-- start of Records to process --
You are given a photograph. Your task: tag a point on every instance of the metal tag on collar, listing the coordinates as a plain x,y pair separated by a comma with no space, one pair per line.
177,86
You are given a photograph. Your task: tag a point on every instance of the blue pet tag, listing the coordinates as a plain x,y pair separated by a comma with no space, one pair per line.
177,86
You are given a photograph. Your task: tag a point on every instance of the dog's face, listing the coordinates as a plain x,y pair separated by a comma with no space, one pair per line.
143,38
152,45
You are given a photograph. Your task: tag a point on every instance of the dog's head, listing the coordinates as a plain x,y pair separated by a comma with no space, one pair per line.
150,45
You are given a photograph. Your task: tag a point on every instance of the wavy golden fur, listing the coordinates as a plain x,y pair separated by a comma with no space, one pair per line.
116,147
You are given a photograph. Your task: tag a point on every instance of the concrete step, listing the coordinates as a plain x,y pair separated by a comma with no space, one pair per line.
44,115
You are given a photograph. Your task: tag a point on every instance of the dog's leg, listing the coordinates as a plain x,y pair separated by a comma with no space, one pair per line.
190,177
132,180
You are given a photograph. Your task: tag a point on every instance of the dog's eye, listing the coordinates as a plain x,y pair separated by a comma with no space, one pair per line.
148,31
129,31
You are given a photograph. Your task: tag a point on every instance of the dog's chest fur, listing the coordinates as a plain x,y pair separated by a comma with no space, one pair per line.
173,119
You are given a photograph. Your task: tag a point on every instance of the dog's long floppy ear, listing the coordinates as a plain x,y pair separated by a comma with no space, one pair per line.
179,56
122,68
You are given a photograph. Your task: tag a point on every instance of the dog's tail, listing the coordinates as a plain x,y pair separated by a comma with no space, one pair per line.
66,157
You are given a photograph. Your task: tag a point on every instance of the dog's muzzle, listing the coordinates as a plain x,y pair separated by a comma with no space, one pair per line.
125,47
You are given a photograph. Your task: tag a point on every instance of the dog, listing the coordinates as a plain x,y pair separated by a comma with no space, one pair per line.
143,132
-- end of Records to process --
Copy out every one of the records above word for word, changing nothing.

Output of the task:
You are given a photograph. Your task: tag a point on every instance of the metal tag on collar, listing the coordinates as a plain x,y pair separated by a comma with no space, one pair per line.
177,86
You are given a photograph. Your task: tag a point on every instance of the blue pet tag, listing the coordinates as a plain x,y pair separated by a comma with no space, one pair per line.
177,86
You are given a photograph. Your task: tag a point on every instance of the dog's face, listing the coordinates as a plain x,y pair separated by a comma with no space, one pair per line.
143,38
152,45
You are given a photograph. Your task: tag a point on every instance of the dog's head, listing the coordinates as a plain x,y pair separated by a comma with no space, one pair per line.
150,45
You are given a photograph. Your task: tag a point on every instance of the wavy golden fur, listing the coordinates as a plain x,y pair separated by a comma with no space, one pair per line.
116,147
You are given a photograph. Your task: tag a point on every instance of the concrete step, listing the coordinates as a plain x,y pair separated by a comma with no space, one pair per line.
44,115
You are given a photograph. Your task: tag a point on every instance of the dog's leg, listing the coordinates as a plain x,y pair separated by a comma with no space, one pair per line.
190,177
132,180
You are given a photograph. Your task: tag a point on every instance of the dog's eye, listing the coordinates as a plain x,y pair separated by a comma with no space, one pair per line.
148,31
129,31
You are given a photograph. Your task: tag a point on every instance of the dog's chest fur, listing the coordinates as a plain x,y pair separated by a comma with no space, one pair per line.
173,119
You are given a photograph. Your task: tag a point on every instance of the dog's long floppy ear, listing the coordinates as a plain x,y pair separated by a comma with no space, one pair per line.
179,56
122,68
You are given a photograph. Your task: tag a point on every instance of the dog's tail, listing the coordinates as a plain x,y pair separated by a comma with no space, one pair per line.
66,157
You are given a photograph. Your task: tag a point on every instance of the dog's muzzle, listing the coordinates as a plain x,y pair separated by a comma with no space, one pair per line.
125,47
You are given a photograph. Your task: tag a point on every instance of the dog, listing the coordinates as a plain x,y pair separated by a comma with no space, one pair per line.
143,132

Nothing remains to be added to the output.